◆ **What is being asked**
Every entry must come back exactly as it was written.

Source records
------------------------------

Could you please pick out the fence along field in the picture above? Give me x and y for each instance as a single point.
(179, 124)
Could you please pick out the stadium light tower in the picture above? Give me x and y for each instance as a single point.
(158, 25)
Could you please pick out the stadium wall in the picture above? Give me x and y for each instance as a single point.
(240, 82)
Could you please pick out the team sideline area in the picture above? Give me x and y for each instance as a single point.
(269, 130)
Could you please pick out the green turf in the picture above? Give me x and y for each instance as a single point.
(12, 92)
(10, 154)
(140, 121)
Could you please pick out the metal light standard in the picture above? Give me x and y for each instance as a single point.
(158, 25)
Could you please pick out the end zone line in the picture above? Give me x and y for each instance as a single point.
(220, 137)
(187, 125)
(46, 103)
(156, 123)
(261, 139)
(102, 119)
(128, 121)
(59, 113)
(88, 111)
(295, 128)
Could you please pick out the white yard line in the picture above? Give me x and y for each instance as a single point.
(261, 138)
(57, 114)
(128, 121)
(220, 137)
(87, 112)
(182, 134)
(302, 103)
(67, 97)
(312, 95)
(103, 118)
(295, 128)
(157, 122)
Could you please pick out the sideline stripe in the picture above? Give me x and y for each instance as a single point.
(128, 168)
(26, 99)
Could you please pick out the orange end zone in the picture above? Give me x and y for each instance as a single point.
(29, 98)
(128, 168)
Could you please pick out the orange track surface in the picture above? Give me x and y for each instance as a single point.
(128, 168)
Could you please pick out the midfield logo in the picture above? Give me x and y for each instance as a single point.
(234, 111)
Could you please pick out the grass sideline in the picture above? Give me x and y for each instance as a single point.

------------------------------

◆ **Solution to the exercise**
Could you please pick out the fence along field in the picture above? Give me x and y for each instance as a single point.
(179, 124)
Could you please pick out the stadium light tower in the picture above? Give me x and y for each instance as a single point.
(158, 25)
Could you please pick out the stadium wall in the picture above? Give me x and y for each instance as a single point.
(240, 82)
Could you please pick out the team sideline area in the picture above? Give me x and y for each instance as a single point.
(269, 130)
Could you please pick out the green turf in the picture above? Give me x and y for each instance as a single point.
(12, 92)
(10, 154)
(140, 121)
Could you please pick out the metal light standard in the picture above? Give me x and y for each instance as a single point.
(158, 25)
Could you please pick out the end zone line in the picture above? Give me x and y for each instance as a single point.
(220, 137)
(187, 125)
(46, 103)
(156, 123)
(261, 139)
(102, 119)
(128, 121)
(59, 113)
(88, 111)
(295, 128)
Could you please pick out the white yard line in the picture above? Give me x and y for each instance as a single point.
(261, 138)
(57, 114)
(128, 121)
(220, 137)
(87, 112)
(182, 134)
(302, 103)
(67, 97)
(312, 95)
(103, 118)
(295, 128)
(157, 122)
Could you please pick out the sideline stripe in the picture above? Give me x and y for each instance as a single point.
(128, 168)
(26, 99)
Could you please pick out the orange end zone in the picture above? Give me x and y for each instance as a single point.
(29, 98)
(128, 168)
Could you please pick out the orange track surface in the picture above? Give me x and y for each instance as a single point.
(128, 168)
Could you please pick out the midfield logo in the picture above? Give me x and y for each instance as a single point.
(234, 111)
Could you please pick out the grass sideline in the picture above? Give me x and y for each instance as a single point.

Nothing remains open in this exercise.